> [Problem]:
Exactly the lines from the one holding "Surveillance review: pinpoint the high-rise" through the final line of the data are wanted, copied as written.

> [Given data]:
——————————

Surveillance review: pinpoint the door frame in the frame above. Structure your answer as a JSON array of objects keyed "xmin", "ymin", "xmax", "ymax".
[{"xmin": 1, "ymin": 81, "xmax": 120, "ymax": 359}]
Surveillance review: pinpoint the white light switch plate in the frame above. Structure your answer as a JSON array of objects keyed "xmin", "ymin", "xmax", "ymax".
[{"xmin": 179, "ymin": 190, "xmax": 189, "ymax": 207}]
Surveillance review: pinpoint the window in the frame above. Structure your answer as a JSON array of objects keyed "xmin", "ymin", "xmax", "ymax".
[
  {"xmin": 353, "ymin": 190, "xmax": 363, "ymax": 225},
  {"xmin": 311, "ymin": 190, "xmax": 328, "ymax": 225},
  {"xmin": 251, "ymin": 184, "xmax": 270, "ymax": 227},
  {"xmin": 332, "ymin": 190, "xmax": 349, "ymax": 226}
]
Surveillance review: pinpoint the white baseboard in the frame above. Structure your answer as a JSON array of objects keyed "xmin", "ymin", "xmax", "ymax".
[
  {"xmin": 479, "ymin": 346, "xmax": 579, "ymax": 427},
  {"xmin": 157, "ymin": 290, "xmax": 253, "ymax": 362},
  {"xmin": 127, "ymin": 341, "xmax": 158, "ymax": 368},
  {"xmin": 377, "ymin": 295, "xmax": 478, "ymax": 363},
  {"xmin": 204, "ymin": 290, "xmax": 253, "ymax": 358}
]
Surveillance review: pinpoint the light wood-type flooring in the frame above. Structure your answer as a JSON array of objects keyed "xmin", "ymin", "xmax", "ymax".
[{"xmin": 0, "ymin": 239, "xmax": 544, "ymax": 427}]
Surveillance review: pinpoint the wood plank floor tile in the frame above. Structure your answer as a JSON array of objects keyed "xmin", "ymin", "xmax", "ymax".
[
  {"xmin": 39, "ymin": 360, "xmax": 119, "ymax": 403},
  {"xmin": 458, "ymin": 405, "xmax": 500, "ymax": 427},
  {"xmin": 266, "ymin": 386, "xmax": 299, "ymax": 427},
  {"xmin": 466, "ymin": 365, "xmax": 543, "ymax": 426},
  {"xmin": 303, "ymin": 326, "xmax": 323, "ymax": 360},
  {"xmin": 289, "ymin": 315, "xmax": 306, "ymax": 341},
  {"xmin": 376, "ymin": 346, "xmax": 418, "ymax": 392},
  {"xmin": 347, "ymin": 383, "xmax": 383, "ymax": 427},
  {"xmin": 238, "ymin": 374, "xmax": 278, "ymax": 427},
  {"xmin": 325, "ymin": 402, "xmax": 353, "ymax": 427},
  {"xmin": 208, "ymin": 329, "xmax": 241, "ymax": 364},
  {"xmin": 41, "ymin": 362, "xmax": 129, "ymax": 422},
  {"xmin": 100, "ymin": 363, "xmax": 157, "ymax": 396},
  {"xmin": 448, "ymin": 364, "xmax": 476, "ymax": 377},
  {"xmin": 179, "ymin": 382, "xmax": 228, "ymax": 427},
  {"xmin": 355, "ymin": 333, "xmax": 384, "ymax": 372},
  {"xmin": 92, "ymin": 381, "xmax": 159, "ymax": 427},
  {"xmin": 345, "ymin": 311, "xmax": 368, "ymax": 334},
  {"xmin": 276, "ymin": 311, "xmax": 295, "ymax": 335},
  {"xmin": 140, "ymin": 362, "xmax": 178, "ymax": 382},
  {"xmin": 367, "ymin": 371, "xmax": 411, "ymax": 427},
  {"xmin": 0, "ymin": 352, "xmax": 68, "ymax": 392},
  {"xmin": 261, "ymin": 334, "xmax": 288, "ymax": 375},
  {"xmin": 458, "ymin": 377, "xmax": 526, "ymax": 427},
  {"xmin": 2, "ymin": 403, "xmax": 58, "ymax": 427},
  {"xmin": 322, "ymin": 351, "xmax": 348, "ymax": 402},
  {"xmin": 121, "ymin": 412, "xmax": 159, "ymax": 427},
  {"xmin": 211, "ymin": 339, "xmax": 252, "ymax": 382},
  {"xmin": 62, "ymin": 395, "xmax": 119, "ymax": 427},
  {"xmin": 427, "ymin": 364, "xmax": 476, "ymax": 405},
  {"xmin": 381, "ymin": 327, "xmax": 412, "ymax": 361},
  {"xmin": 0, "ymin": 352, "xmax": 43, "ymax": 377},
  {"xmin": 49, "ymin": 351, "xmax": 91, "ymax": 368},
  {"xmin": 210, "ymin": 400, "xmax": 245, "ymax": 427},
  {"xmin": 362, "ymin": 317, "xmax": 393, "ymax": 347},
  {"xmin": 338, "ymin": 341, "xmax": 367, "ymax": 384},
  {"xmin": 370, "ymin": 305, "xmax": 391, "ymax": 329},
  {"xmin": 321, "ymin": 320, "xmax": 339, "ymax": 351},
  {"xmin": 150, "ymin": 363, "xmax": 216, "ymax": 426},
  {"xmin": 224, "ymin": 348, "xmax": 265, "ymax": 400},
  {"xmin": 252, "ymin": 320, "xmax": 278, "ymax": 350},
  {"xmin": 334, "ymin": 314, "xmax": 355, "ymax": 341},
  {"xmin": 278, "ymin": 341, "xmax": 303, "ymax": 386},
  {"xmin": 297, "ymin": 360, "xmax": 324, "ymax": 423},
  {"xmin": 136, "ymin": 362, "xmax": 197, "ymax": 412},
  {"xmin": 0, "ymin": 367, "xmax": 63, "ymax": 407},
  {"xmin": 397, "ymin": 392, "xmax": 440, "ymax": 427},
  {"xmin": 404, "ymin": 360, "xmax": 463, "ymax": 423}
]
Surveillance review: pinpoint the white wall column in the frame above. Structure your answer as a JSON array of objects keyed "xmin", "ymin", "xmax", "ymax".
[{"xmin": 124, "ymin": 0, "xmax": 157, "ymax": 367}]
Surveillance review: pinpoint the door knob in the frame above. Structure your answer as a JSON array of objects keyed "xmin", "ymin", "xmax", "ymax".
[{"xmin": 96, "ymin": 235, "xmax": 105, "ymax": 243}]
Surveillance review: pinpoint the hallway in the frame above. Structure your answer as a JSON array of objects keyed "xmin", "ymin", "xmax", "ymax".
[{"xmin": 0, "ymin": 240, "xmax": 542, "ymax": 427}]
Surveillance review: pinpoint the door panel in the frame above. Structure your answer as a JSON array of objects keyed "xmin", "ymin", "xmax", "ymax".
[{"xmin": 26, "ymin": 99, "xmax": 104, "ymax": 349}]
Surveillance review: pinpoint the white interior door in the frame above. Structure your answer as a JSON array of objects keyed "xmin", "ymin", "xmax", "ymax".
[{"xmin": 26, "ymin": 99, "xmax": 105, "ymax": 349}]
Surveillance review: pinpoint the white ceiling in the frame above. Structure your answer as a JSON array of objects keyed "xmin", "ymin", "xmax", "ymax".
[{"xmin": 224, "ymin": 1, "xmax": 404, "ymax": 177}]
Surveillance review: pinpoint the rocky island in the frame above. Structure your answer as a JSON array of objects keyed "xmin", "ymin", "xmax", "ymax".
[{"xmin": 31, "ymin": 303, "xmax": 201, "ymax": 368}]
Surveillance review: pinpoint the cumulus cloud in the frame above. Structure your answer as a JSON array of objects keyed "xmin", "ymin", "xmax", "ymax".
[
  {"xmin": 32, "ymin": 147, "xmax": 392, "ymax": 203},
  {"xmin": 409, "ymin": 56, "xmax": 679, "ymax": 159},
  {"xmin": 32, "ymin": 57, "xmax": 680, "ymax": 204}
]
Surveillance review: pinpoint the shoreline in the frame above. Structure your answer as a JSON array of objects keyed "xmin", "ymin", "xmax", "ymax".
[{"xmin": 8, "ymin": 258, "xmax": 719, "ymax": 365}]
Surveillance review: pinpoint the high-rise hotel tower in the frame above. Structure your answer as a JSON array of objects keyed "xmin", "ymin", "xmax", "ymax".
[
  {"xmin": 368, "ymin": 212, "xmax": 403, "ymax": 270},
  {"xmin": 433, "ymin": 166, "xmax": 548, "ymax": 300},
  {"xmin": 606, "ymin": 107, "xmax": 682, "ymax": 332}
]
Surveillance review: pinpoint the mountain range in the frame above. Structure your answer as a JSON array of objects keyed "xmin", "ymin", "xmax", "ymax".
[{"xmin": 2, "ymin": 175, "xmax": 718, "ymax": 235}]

——————————

> [Exercise output]:
Surveillance review: pinpoint the high-rise hotel tower in the frame above. Structure your answer as a JSON array of objects keyed "xmin", "ymin", "xmax", "ymax".
[
  {"xmin": 368, "ymin": 212, "xmax": 403, "ymax": 270},
  {"xmin": 433, "ymin": 166, "xmax": 548, "ymax": 300},
  {"xmin": 606, "ymin": 107, "xmax": 682, "ymax": 332}
]
Surveillance review: pinpoint the mountain range in the frame above. Structure your answer as a JSON array of objects keyed "xmin", "ymin", "xmax", "ymax".
[{"xmin": 2, "ymin": 175, "xmax": 718, "ymax": 235}]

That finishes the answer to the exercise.